◆ **Objective**
Locate every line in the records below that contains the word "church", and copy each of those lines.

◇ ◇ ◇ ◇ ◇

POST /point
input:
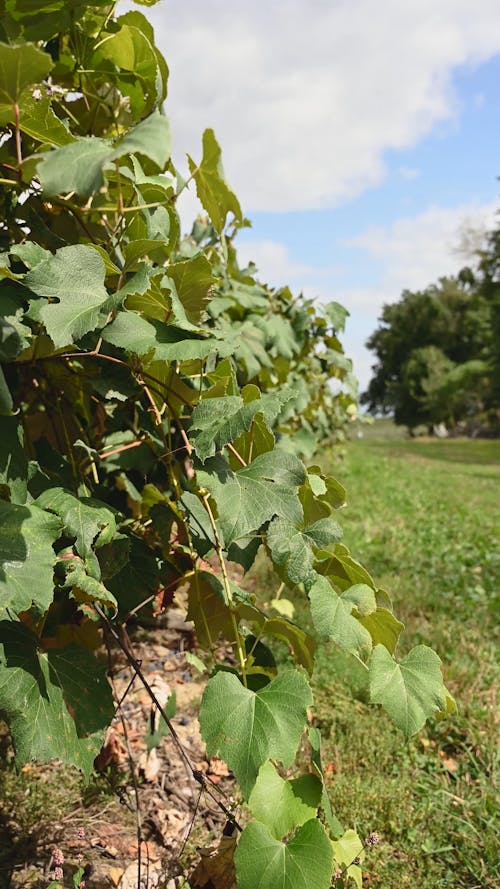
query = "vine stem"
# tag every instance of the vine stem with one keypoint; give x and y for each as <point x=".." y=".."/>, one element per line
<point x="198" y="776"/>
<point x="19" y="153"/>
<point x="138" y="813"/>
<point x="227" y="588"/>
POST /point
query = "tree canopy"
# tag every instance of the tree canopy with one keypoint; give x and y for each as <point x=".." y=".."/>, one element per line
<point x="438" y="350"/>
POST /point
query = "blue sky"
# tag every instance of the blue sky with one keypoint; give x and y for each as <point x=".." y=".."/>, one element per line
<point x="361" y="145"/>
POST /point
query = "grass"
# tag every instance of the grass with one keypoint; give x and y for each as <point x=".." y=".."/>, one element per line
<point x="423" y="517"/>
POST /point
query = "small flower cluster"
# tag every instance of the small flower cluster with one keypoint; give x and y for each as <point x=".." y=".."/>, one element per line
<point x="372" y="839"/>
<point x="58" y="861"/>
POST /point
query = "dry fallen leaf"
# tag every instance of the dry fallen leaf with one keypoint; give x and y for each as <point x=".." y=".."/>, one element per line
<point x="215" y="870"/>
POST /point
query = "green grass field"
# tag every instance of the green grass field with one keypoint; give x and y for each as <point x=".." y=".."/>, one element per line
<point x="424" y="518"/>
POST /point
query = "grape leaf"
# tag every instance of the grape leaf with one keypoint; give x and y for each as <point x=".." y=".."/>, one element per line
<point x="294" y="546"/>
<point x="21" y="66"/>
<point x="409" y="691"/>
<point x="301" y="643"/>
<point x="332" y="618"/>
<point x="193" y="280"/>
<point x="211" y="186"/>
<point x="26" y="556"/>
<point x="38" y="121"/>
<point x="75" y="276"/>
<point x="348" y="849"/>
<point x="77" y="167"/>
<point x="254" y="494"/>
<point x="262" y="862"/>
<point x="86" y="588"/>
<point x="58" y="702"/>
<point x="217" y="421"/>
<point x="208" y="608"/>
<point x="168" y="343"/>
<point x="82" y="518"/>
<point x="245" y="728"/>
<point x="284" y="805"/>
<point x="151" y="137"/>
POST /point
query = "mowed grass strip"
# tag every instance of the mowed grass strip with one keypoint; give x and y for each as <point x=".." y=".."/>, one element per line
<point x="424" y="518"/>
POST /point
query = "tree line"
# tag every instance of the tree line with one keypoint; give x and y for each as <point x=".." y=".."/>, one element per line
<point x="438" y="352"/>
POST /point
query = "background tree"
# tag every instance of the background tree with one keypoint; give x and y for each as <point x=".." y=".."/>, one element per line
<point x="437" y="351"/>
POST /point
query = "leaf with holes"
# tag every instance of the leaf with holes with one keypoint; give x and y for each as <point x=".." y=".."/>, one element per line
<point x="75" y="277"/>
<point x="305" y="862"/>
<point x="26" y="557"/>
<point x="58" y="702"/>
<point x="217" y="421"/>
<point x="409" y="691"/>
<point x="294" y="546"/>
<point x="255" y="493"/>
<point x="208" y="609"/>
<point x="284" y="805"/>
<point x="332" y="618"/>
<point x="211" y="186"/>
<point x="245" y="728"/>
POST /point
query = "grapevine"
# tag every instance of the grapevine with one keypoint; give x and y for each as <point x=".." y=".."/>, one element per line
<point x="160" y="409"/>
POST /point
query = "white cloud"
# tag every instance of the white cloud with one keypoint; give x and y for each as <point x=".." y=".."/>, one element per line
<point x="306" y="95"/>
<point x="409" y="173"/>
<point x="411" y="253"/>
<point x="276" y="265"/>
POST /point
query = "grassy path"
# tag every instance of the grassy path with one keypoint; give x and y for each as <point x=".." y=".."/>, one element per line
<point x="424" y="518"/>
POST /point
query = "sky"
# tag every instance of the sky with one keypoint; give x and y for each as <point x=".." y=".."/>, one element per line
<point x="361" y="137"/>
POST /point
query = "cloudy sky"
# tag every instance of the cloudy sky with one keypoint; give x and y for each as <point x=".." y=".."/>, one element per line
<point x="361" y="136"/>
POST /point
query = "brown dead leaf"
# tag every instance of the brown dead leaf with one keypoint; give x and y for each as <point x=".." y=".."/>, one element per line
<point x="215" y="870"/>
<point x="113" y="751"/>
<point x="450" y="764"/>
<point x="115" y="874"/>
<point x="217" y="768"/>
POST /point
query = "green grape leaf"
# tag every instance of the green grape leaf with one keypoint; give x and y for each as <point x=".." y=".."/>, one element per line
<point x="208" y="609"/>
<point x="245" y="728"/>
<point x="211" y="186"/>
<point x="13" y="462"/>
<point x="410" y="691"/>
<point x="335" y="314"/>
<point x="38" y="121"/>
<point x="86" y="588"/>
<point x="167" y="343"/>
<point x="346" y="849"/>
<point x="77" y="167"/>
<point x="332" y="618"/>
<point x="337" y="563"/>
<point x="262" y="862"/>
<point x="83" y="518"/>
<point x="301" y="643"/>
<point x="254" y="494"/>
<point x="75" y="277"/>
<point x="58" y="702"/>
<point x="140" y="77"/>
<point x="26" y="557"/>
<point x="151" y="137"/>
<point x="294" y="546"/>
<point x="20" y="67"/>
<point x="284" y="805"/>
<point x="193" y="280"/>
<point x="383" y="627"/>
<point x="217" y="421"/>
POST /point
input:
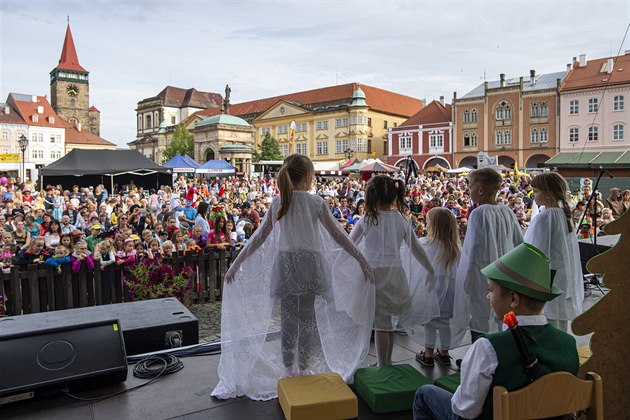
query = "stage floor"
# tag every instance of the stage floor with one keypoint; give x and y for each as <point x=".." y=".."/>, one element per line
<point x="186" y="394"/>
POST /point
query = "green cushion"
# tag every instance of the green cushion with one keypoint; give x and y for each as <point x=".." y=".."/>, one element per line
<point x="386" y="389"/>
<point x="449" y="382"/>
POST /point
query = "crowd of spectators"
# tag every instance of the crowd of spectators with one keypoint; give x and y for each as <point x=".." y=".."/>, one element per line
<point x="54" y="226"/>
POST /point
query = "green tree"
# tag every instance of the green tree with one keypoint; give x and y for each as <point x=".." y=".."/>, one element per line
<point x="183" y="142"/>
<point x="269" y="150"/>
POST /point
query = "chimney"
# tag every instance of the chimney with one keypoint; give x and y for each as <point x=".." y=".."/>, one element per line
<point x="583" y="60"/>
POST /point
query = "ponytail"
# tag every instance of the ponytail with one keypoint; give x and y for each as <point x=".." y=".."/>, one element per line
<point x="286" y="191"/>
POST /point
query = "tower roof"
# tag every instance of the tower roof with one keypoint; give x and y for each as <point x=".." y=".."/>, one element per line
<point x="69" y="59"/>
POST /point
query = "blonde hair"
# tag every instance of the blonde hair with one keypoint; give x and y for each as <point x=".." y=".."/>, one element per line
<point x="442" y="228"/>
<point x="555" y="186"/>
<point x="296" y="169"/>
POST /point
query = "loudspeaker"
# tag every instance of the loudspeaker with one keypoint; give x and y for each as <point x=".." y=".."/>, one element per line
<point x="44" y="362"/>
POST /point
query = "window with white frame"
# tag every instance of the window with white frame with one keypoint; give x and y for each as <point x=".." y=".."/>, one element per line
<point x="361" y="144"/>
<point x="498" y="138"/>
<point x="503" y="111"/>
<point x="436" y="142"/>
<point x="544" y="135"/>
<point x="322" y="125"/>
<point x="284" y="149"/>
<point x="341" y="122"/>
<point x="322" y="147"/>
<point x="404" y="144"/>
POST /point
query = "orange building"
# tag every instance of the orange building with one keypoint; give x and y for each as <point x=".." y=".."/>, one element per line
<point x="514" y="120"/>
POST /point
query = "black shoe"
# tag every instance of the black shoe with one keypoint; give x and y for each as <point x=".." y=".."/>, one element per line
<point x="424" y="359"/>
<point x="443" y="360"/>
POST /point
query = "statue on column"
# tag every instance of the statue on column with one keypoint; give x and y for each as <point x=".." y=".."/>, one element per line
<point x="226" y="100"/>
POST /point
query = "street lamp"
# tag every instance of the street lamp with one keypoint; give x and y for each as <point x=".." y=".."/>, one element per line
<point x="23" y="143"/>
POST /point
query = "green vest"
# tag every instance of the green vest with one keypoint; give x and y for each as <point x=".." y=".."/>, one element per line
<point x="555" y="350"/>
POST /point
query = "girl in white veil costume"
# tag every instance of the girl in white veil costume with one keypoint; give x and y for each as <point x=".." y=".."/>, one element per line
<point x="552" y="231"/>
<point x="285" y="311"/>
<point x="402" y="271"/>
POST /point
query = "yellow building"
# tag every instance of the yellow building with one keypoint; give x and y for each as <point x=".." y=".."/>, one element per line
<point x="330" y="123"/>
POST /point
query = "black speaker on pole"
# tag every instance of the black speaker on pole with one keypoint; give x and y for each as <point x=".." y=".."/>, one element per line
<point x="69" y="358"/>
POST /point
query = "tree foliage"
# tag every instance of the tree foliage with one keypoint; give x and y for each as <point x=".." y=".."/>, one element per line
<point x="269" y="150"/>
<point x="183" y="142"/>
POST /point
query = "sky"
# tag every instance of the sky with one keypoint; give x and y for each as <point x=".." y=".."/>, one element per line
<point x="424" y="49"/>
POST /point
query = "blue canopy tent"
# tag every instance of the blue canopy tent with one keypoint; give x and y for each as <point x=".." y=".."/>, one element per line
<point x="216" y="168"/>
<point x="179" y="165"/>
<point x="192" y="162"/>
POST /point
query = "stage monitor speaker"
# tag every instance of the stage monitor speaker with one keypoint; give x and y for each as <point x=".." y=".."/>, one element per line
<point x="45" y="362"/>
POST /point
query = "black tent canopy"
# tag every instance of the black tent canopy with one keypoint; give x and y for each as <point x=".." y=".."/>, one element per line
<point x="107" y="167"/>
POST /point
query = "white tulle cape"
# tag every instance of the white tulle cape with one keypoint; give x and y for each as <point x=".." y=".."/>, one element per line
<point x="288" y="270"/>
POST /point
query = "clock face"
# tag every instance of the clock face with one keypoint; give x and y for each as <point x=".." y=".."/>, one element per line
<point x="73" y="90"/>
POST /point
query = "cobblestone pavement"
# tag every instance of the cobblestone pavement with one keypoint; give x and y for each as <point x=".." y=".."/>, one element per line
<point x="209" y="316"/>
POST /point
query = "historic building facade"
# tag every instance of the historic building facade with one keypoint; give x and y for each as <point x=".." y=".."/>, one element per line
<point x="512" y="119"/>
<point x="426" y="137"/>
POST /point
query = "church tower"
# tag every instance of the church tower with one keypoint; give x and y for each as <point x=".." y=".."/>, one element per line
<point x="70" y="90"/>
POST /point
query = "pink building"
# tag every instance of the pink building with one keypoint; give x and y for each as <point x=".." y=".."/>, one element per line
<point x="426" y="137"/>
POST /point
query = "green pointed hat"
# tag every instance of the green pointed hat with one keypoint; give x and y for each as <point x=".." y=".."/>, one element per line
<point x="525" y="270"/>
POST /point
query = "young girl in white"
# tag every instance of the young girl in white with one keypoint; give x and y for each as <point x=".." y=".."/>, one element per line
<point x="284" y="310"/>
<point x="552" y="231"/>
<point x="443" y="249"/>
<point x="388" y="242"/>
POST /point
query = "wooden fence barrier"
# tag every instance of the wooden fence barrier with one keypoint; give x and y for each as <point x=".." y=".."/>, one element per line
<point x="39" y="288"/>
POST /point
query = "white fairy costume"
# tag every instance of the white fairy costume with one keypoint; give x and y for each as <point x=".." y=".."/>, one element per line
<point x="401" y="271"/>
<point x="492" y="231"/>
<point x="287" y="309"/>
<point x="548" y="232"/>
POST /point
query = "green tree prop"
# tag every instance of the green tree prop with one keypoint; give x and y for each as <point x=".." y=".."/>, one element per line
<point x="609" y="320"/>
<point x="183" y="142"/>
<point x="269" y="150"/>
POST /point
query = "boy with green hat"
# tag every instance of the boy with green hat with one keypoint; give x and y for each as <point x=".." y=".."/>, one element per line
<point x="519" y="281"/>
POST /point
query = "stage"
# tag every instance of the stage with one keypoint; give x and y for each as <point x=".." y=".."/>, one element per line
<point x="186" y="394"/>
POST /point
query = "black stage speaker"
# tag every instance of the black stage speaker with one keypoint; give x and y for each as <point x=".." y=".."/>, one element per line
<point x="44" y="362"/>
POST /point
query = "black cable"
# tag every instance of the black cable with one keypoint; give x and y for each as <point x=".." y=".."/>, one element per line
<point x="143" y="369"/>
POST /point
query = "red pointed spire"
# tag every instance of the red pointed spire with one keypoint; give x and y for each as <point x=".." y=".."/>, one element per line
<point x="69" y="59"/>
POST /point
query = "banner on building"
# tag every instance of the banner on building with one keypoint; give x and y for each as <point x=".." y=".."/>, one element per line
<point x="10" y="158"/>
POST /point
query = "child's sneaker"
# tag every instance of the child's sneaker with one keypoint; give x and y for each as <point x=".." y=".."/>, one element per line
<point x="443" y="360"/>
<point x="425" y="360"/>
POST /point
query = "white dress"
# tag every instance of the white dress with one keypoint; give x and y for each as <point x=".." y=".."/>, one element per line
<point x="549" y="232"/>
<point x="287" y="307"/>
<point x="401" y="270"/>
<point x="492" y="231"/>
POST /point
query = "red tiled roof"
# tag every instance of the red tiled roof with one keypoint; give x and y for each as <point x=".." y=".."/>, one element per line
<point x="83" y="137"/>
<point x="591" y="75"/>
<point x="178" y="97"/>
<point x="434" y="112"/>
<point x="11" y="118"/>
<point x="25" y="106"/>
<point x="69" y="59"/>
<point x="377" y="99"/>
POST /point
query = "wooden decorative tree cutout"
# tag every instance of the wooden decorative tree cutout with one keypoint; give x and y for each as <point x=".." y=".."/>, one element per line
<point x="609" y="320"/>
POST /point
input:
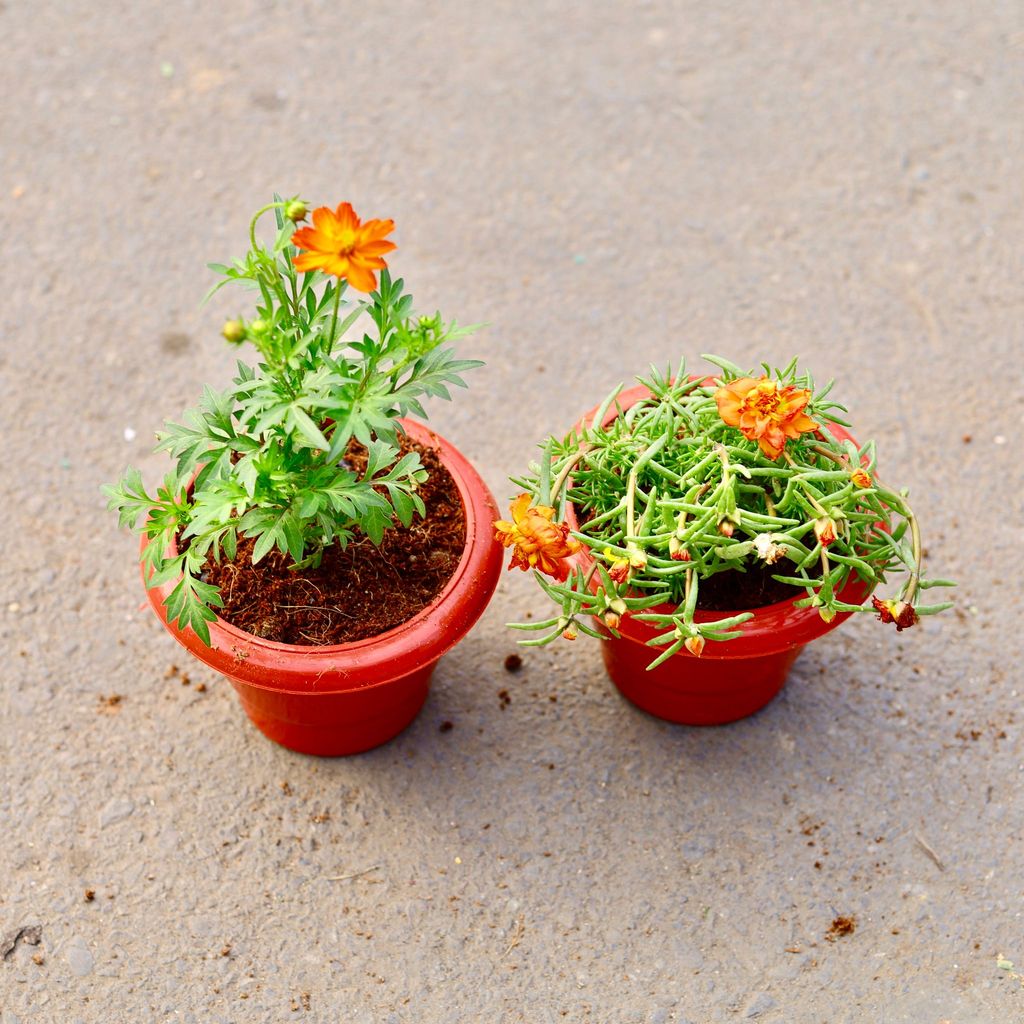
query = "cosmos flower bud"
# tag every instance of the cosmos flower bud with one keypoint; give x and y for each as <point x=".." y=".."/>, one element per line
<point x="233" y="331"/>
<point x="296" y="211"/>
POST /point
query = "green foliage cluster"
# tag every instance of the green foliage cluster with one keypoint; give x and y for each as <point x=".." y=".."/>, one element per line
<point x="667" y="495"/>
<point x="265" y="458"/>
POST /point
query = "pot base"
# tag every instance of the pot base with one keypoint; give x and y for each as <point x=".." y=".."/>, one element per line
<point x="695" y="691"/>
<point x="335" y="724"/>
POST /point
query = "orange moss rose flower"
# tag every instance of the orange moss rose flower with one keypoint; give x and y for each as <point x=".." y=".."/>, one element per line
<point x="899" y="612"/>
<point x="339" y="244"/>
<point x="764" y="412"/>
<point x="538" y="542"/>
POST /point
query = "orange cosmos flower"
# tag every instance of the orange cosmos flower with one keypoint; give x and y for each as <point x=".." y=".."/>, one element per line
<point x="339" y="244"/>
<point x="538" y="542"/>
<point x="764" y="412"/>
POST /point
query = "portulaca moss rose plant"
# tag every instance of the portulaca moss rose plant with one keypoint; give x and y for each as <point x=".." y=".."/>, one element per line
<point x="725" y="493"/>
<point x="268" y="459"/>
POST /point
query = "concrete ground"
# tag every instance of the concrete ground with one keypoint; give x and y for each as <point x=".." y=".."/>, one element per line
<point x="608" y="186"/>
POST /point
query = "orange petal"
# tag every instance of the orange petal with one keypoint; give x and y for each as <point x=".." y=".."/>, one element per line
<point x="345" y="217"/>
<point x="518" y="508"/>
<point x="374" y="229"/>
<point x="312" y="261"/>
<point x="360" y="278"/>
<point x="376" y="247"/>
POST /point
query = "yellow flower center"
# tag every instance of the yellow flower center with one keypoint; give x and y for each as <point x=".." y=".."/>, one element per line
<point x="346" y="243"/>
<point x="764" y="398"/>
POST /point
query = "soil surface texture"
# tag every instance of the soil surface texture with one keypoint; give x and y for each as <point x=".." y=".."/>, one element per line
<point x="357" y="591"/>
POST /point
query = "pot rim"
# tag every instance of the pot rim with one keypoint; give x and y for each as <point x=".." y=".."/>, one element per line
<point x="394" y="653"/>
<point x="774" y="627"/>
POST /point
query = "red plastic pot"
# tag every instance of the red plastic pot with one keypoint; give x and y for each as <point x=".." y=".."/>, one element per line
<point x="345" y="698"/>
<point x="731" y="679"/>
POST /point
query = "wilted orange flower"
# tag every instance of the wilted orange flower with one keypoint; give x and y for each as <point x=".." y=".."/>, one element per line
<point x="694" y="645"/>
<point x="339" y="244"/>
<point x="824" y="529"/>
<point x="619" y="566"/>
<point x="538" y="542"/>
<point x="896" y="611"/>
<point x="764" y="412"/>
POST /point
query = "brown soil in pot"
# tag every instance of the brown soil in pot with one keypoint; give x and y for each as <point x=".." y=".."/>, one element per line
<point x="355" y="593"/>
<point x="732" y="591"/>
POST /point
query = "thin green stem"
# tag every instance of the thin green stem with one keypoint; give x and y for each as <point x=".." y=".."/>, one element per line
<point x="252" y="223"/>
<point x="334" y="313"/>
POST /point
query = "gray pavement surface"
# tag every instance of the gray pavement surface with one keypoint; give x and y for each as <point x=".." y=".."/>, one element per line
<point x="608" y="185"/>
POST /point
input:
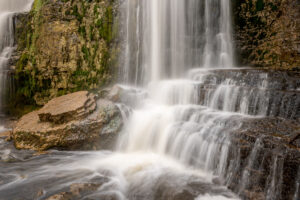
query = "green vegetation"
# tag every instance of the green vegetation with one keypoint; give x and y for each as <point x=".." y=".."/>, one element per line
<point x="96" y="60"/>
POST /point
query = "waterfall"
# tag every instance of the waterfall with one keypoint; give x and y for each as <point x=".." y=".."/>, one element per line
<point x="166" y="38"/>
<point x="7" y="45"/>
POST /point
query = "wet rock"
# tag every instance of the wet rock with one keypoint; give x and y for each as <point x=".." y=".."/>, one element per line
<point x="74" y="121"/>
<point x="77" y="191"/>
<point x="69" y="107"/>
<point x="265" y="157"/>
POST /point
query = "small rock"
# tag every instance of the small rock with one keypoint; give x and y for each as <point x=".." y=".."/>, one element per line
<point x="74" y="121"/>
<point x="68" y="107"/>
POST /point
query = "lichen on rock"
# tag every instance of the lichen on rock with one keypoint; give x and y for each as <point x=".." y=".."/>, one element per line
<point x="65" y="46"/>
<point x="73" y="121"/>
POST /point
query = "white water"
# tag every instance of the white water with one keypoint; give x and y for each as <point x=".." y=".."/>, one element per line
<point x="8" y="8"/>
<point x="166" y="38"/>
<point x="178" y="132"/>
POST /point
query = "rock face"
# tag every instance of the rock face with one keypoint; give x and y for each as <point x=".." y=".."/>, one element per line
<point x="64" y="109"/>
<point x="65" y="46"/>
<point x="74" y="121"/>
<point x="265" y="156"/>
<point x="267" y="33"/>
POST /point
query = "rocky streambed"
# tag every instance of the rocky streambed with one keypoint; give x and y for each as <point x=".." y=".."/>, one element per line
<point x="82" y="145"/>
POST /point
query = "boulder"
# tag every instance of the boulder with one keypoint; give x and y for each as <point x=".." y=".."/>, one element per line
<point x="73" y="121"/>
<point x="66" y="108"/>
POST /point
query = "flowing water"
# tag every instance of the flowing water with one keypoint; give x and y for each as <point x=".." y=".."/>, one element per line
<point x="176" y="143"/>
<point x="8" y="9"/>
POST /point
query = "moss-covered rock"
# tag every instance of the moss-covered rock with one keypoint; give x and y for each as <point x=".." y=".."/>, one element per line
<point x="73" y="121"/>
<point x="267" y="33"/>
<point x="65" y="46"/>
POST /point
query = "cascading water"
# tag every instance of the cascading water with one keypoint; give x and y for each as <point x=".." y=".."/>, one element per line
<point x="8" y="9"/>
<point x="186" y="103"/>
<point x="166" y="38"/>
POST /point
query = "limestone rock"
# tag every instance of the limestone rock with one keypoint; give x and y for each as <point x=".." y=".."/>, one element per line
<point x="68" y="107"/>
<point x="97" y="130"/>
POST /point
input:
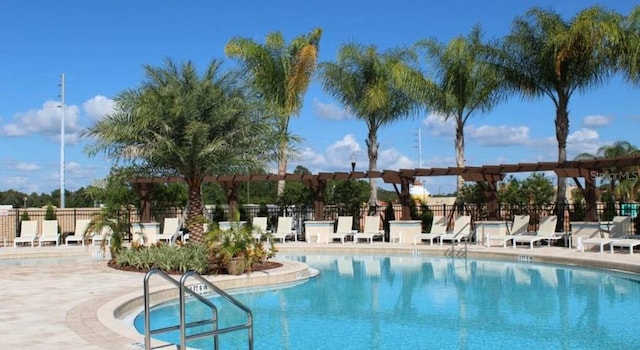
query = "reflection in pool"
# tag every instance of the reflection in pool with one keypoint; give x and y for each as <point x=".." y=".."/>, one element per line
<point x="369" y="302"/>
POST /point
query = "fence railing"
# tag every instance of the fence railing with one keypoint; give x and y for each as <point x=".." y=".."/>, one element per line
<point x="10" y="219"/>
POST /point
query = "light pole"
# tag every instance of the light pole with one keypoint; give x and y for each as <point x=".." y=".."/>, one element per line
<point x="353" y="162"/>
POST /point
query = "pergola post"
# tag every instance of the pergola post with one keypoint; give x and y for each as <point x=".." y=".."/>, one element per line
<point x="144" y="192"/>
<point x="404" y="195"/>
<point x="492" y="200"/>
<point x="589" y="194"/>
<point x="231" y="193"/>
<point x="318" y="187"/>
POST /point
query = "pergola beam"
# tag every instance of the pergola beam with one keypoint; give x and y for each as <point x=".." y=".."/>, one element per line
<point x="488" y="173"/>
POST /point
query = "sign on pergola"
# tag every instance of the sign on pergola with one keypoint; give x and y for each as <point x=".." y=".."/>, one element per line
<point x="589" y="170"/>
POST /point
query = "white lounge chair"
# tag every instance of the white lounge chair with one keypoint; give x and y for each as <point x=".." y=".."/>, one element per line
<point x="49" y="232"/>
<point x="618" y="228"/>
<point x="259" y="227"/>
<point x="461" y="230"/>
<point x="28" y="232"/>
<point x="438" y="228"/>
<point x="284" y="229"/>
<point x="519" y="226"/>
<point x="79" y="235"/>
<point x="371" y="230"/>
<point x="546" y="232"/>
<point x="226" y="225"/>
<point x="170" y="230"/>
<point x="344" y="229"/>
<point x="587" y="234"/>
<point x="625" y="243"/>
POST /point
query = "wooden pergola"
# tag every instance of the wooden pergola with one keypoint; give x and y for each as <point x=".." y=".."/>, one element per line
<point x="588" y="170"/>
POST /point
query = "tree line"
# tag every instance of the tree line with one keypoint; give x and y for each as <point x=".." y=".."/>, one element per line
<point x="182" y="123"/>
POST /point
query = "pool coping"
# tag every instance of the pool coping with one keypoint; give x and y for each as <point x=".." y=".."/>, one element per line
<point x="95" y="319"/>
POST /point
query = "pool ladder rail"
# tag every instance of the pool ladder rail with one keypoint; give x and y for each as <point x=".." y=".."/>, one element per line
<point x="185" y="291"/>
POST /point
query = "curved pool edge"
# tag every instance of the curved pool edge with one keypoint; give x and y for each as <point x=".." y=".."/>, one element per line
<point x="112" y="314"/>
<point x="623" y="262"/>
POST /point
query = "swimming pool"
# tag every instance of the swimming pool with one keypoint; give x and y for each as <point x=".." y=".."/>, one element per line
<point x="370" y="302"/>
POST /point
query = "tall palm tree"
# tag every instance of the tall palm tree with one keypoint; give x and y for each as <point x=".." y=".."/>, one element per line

◇ ◇ ◇ ◇ ◇

◆ **Correct answer**
query = "church tower"
# tag every instance of the church tower with one keypoint; give x and y for each as <point x=".." y=".."/>, one element per line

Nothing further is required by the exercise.